** BEGIN DATA SHOWN **

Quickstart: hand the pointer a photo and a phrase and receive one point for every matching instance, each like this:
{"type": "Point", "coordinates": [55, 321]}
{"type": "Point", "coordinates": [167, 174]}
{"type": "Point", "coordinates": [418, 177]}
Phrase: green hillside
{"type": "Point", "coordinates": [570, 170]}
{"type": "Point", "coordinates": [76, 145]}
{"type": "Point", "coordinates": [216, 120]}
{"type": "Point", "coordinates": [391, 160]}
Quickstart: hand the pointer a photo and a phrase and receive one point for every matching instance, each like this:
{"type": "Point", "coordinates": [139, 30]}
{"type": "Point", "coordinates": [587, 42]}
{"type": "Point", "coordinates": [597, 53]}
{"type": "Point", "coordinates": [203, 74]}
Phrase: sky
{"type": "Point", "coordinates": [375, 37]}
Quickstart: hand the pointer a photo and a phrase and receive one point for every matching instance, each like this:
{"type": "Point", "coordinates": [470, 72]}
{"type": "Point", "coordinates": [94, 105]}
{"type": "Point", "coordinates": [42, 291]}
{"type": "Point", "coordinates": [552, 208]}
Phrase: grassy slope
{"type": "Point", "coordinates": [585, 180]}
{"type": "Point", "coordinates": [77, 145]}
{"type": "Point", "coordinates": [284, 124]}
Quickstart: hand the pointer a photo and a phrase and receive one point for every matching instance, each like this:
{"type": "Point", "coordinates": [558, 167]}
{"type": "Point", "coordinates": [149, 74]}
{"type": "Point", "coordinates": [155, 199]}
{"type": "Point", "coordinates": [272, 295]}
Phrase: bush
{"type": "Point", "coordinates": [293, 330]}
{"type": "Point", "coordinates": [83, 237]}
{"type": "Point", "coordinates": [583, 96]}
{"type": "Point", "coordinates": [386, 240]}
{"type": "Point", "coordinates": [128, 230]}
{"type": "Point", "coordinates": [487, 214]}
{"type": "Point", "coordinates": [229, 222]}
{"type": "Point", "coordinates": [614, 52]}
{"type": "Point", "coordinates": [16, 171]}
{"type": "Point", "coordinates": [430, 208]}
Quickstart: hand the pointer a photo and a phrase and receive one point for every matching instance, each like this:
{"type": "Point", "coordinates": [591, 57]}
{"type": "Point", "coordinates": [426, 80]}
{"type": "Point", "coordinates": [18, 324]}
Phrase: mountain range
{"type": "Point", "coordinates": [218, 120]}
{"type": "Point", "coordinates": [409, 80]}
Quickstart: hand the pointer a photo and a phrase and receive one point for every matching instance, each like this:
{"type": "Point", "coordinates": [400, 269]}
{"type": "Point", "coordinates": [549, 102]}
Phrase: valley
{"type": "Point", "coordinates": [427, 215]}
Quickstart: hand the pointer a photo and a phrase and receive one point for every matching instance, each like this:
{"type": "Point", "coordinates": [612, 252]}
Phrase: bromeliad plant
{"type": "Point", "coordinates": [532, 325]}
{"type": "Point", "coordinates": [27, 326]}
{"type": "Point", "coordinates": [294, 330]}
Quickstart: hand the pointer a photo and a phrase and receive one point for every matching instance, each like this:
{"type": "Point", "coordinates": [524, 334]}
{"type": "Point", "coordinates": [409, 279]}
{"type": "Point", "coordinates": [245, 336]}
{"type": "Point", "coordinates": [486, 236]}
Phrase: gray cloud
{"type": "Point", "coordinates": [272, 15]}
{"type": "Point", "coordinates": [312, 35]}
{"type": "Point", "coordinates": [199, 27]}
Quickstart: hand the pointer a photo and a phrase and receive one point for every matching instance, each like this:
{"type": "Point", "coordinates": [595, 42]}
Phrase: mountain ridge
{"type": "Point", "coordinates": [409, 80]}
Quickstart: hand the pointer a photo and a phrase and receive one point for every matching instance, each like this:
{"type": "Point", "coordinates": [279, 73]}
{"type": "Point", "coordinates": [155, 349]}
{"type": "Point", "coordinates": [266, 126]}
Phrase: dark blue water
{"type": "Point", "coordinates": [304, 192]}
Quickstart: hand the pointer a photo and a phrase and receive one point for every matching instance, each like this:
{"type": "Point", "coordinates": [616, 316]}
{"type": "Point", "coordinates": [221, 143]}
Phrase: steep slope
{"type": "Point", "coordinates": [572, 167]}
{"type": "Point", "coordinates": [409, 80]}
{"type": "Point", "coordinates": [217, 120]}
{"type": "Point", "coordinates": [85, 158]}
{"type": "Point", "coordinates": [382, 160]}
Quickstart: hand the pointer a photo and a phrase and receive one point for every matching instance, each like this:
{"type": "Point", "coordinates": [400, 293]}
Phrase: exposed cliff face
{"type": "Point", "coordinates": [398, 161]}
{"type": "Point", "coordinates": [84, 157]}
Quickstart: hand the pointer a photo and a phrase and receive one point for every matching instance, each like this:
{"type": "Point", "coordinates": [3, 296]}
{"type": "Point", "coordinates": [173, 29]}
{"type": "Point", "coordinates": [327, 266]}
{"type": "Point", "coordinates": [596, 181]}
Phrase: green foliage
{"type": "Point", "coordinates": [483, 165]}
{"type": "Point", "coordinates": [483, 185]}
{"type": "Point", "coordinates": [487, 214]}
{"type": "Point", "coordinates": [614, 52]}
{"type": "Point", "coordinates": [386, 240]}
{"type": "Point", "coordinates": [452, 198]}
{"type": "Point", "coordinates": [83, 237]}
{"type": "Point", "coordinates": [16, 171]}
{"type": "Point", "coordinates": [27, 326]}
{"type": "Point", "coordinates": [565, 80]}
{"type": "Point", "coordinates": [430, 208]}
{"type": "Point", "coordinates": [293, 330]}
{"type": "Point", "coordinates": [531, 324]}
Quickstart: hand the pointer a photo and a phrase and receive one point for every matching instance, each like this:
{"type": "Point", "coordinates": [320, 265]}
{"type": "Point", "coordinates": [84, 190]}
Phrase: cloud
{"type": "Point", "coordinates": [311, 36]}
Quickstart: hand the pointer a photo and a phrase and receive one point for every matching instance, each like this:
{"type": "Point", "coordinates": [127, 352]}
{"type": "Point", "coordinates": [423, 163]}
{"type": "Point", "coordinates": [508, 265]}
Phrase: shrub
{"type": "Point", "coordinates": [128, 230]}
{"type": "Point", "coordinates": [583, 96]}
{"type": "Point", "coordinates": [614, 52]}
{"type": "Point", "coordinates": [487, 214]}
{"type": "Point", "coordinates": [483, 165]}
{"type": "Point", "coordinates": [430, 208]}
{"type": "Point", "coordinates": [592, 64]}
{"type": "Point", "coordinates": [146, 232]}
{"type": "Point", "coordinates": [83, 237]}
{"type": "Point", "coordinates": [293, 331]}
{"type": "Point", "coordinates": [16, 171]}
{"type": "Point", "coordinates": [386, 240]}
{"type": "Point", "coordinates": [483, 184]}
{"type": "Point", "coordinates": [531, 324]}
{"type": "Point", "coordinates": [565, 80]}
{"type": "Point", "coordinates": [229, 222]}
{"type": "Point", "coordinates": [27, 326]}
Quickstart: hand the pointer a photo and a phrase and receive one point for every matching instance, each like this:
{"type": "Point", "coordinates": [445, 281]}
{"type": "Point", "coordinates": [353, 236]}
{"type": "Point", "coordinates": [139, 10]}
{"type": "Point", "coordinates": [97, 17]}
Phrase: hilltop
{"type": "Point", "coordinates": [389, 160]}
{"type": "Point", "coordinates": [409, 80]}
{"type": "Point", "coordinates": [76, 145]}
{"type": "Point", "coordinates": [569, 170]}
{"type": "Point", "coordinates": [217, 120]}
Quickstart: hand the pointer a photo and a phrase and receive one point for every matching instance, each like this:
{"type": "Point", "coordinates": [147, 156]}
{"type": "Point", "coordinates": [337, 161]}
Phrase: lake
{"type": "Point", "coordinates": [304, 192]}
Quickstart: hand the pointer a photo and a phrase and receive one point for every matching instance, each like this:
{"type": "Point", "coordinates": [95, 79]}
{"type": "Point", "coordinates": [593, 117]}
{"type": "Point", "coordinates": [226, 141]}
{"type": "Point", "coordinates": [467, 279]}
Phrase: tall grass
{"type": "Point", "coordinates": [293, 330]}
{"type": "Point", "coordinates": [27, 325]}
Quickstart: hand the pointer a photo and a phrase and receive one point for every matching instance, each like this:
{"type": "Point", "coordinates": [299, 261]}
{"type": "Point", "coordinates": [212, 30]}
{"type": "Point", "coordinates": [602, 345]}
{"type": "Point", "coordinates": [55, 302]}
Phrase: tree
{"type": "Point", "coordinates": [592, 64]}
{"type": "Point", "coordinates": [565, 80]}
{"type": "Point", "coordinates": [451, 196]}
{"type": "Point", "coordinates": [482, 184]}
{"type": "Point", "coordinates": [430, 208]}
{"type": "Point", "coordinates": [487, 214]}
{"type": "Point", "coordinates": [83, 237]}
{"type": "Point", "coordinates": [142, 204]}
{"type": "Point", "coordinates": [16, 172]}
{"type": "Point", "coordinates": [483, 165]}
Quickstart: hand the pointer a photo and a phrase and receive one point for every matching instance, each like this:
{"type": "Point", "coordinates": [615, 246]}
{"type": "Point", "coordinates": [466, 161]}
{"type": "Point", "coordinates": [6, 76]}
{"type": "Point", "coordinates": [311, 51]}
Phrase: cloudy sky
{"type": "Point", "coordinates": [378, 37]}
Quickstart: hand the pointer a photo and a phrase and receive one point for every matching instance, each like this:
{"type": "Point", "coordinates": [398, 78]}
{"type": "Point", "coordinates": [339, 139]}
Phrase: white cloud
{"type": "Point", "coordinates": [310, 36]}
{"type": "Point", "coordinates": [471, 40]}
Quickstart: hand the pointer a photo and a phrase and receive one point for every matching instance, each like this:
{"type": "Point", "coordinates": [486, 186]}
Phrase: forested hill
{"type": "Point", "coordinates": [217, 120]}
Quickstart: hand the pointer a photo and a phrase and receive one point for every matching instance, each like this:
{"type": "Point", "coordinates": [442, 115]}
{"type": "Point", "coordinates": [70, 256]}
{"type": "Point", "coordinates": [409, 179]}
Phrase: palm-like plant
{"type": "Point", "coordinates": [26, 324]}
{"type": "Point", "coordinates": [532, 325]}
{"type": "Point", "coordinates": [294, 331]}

** END DATA SHOWN **

* EXERCISE BRIEF
Please list each line in the items above that contains the word "slope".

* OUTPUT FOR THIS EXERCISE
Phrase: grassy slope
Phrase: steep slope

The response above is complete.